STATED TASK: Quote the entries word for word. Omit the pictures.
******
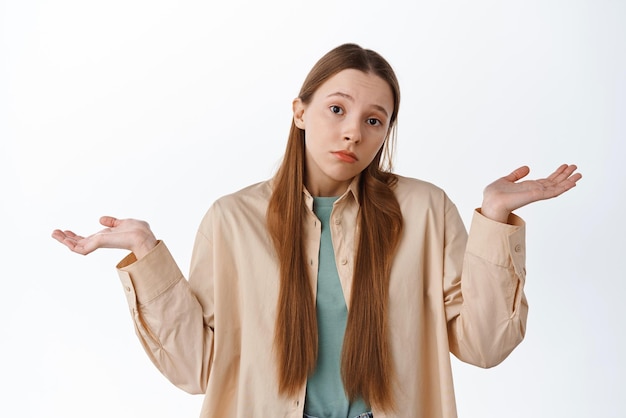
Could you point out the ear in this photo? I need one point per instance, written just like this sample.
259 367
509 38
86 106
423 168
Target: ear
298 113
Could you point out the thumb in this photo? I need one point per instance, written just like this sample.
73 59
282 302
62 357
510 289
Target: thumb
518 174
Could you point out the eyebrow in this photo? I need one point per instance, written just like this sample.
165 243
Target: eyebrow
347 96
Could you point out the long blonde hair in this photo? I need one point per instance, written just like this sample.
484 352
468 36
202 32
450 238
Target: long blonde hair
366 366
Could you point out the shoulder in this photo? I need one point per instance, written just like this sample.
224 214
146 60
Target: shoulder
247 204
255 194
408 188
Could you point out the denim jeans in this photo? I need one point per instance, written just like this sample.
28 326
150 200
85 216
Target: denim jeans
364 415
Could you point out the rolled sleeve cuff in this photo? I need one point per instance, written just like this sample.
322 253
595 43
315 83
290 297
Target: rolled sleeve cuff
147 278
499 243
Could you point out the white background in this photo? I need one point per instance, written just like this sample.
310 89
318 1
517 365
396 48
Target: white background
153 109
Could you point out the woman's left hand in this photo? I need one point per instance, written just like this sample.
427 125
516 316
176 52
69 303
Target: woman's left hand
506 194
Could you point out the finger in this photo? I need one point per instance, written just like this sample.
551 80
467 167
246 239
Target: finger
109 221
518 174
563 172
58 235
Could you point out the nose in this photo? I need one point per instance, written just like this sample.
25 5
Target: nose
352 131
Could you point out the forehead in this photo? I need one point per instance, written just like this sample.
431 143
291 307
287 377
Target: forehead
365 87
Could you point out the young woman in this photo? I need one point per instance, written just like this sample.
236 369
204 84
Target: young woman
337 288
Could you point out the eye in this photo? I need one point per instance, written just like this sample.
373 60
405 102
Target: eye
336 109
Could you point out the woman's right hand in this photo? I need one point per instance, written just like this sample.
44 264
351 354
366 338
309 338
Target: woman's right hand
127 234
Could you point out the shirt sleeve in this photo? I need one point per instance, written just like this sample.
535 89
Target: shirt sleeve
168 318
485 304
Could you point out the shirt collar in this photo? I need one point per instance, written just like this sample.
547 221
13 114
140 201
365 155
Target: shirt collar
351 192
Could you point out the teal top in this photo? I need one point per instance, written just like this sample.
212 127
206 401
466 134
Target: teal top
325 394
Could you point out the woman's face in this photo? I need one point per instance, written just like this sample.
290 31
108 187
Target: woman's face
345 124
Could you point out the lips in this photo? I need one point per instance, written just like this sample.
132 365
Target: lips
346 156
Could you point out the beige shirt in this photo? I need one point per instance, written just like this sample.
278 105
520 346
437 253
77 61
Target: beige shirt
214 333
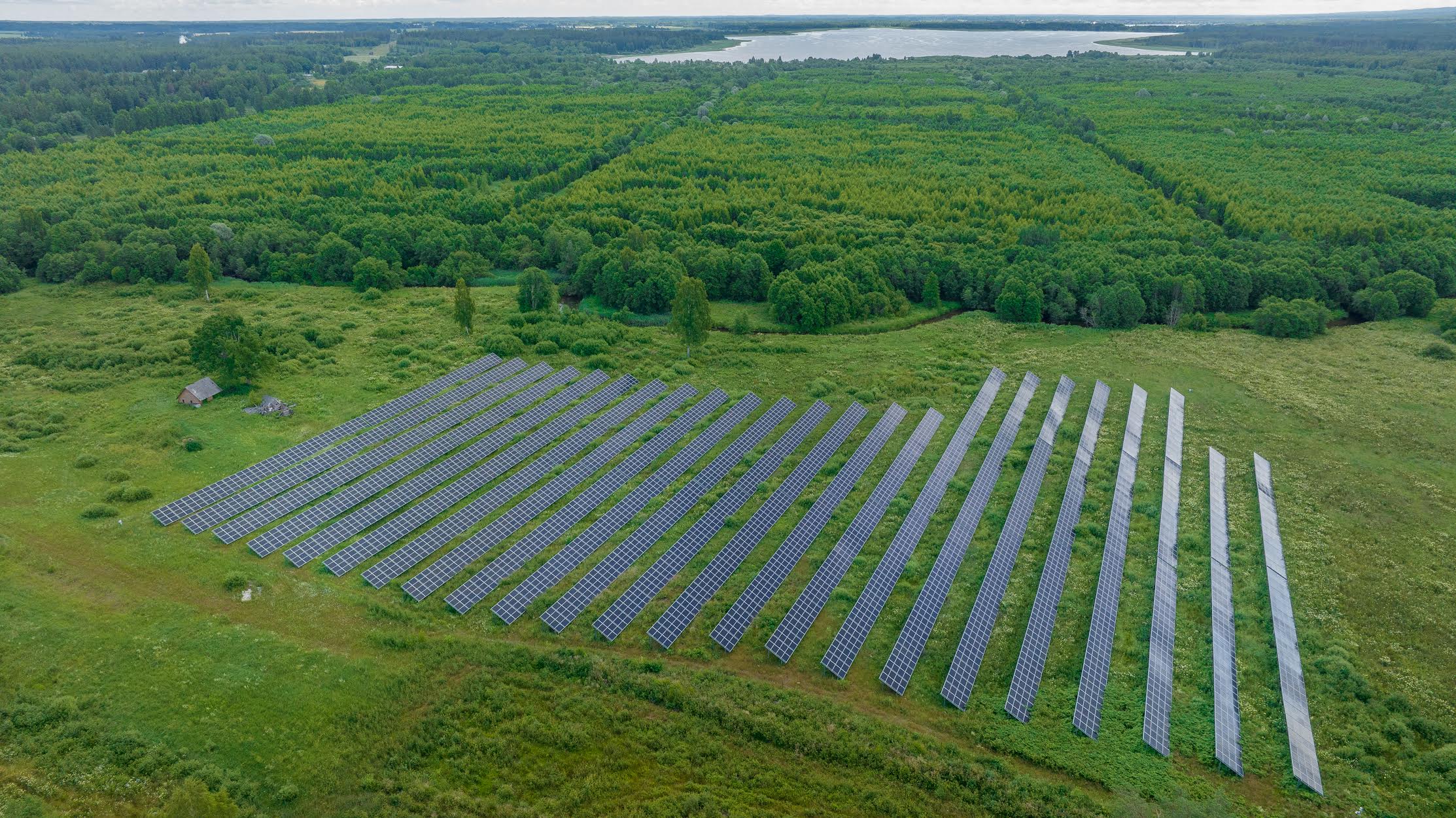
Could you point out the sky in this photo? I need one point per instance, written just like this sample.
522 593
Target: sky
344 9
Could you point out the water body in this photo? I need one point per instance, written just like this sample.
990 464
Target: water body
848 44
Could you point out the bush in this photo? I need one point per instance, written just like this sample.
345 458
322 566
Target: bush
98 511
1439 351
1302 318
503 345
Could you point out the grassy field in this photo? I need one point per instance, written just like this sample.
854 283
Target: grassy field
131 662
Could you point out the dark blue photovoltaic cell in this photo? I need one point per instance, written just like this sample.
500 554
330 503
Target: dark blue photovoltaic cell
771 577
239 481
1286 642
1037 641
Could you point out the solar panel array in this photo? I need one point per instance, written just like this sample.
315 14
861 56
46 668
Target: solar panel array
748 537
484 581
965 664
1225 674
459 522
1098 660
424 414
1160 704
213 492
614 520
526 510
775 571
469 472
852 635
299 497
916 632
1037 641
651 583
830 572
1304 760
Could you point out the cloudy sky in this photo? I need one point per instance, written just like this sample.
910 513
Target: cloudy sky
324 9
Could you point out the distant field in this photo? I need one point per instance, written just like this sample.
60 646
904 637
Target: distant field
321 696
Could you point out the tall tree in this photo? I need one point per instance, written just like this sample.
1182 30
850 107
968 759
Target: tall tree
465 306
200 271
692 316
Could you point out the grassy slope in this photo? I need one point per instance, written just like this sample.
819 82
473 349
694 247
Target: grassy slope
369 704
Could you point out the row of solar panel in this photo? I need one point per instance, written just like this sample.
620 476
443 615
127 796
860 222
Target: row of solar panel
447 439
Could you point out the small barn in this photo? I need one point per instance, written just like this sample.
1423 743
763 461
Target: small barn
196 394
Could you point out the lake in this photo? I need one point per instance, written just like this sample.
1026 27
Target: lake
848 44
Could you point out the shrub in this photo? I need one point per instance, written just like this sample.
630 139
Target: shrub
98 511
501 344
1439 351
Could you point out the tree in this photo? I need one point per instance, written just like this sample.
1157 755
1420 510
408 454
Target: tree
200 271
931 293
692 316
535 290
465 306
230 350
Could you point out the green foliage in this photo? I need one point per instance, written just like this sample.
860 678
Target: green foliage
535 290
228 349
1302 318
692 316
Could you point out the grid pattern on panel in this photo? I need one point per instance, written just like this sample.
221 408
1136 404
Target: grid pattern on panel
1037 641
434 537
1225 677
731 628
615 519
376 510
488 578
852 635
1098 660
325 460
830 572
965 664
1158 709
727 561
536 503
1286 641
916 632
181 507
651 583
565 609
299 497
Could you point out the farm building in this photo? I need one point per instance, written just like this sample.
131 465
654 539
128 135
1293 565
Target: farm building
196 394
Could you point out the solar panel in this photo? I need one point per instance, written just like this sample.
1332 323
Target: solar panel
565 609
771 577
1225 675
181 507
299 497
325 460
615 519
965 664
1286 641
916 632
488 578
360 519
852 635
1037 641
651 583
806 609
439 535
748 537
526 510
1160 702
1098 660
******
RESULT OF THIS TASK:
Could you point out the ear in this photo? I need one point per instance, written just like this sample.
259 367
509 38
86 106
423 168
Target: ear
298 113
Could you point out the thumb in this photo? I need one point per instance, written just like this sample.
73 59
282 302
62 357
510 289
Target: thumb
518 174
Could you point out the eyebrow in this photo? I need one point per instance, written just like this sample.
165 243
Target: eyebrow
347 96
Could you point out the long blonde hair in this photo? I need one point per instance, written just like this sample.
484 352
468 36
202 32
450 238
Target: long blonde hair
366 366
Could you point out the shoulder in this photo? I need one point per instance, written just like this sample.
224 214
146 60
Target: shoulder
247 204
255 194
408 188
Could you point out the denim jeans in this photo? I need one point per instance, written just like this sample.
28 326
150 200
85 216
Target: denim jeans
364 415
Could you point out the rolled sleeve cuff in this photo? I need one point per instance, written just like this sample.
322 253
595 43
315 83
290 297
Target: rolled sleeve cuff
147 278
499 243
Could you point out the white background in this photo? I need one point per instance, written just like this sample.
310 89
318 1
517 365
396 48
Target: white background
153 109
Could you point out the woman's left hand in this photo? I need one point per instance, written just like this sample.
427 125
516 316
176 52
69 303
Target: woman's left hand
506 194
Could you point out the finger in this photo? I need one point per instance, written just like this sample.
551 80
467 167
246 239
Target: finger
109 221
518 174
563 172
58 235
Could you point out the nose in this photo? I need one point per instance, written just like this sample.
25 5
Target: nose
352 131
Could you point out the forehead in this photo? I need one point per instance, written just like this sample.
431 143
291 307
287 377
Target: forehead
365 87
Could you point out the young woman in this photo? I need one point per instance, written just like this sample.
236 369
204 84
Target: young woman
337 288
Could you point out the eye in this photo? I need one point per instance, written just like this sample.
373 60
405 102
Target: eye
336 109
Could you point out the woman's right hand in this photo? I need one point per instance, written just like this sample.
44 264
351 354
366 338
309 338
Target: woman's right hand
127 234
Could you point out the shirt sleeve in this photo? I need one point per instance, written just like this sample.
535 89
Target: shirt sleeve
168 318
485 304
Could you point out the shirt collar in this photo? I need one point per instance, written just like this sample.
547 221
13 114
140 201
365 155
Target: shirt collar
351 192
Could you point out the teal top in this photo? I need one point per instance, written just like this sample.
212 127
206 401
466 134
Target: teal top
325 394
Could you point out the woman's face in this photo? I need one point per instance, written just like this sample.
290 31
108 187
Target: woman's face
345 124
Could you point out the lips in this photo? I need one point per instance, written just like this sample.
132 365
Target: lips
346 156
Could you point out the beige shirt in this photo? I need one point per instance, written just like this sample.
278 105
520 346
437 253
77 61
Target: beige shirt
214 333
Could you point out the sky in this photo? I need one point per instance, written just like this sample.
522 593
Target: sky
344 9
Could you point out the water body in this photo? I need one point per instance, written just like this sample.
990 464
Target: water body
848 44
Could you point out the bush in this photo? I need one point per instance, written just like this sample.
345 458
322 566
Target: bush
98 511
1439 351
1302 318
503 345
Could you point out the grassy field in this photo? I need one point per instance, written just like this sample.
854 283
Target: grassy field
131 662
Could you point out the dark blue photovoltaic cell in this photo? I need one point per instance, written just like this sample.
500 554
330 503
Target: dark blue photovoltaic cell
771 577
239 481
1286 642
1037 641
Could you point out the solar panel array in this photo? I need one point per instance, written just like this sample.
315 14
861 56
46 668
Target: solar panel array
748 537
484 581
965 664
1225 674
459 522
1098 660
424 414
1160 704
213 492
614 520
526 510
775 571
469 472
852 635
299 497
916 632
1037 641
651 583
830 572
1304 760
Could you point out the cloudy sky in this photo? I need one point per instance, written just like this sample.
910 513
Target: cloudy sky
324 9
Could you point out the distant field in this photo? I need one point per instance, written just like this sample.
60 646
904 637
Target: distant field
321 696
Could you point out the tall tree in this photo? I need one point per instance, written just like this sample.
1182 30
850 107
968 759
Target: tall tree
465 306
200 271
692 316
Could you point out the grassy slope in this photo? I need one point per instance, written just like this sample.
819 82
473 349
694 247
Target: grassy slope
369 704
Could you point out the row of solar panel in this photo? I need one point per instance, written just like this sample.
620 476
443 615
127 796
860 222
Target: row of solar panel
447 439
Could you point out the small barn in this photo? I need one point per instance, written just like this sample.
1423 743
763 461
Target: small barn
196 394
Could you point out the lake in this photo? I need one point per instance, written just like this sample.
1026 27
Target: lake
848 44
Could you point out the shrub in this photo? I need one point per instance, written just like this sample.
630 139
Target: shrub
98 511
501 344
1439 351
Could you point out the tree in this photo? I need one point per instance, written just like this sample.
1157 755
1420 510
408 454
Target: tree
200 271
931 293
692 316
535 290
465 306
230 350
Could you point out the green foliage in this photo? I need one point per instance, written just like this sample.
860 678
Target: green foliage
535 290
228 349
1302 318
692 316
Could you point out the grid pattern on panel in this photo? I need one point per instance, written just like this sample.
221 408
1136 404
Target: grid pattern on panel
1037 641
434 537
1225 677
731 628
615 519
376 510
488 578
852 635
1098 660
325 460
830 572
965 664
1158 709
727 561
536 503
1286 641
916 632
181 507
651 583
565 609
299 497
Could you point out the farm building in this photo? I need one point per instance, written just like this sample.
131 465
654 539
128 135
1293 565
Target: farm building
196 394
Could you point out the solar panel in this photo? I need one point per instance, written just like this sample.
1332 323
Target: solar panel
565 609
771 577
1225 675
181 507
299 497
325 460
615 519
965 664
1286 641
916 632
488 578
360 519
852 635
1037 641
651 583
806 609
439 535
748 537
526 510
1160 702
1098 660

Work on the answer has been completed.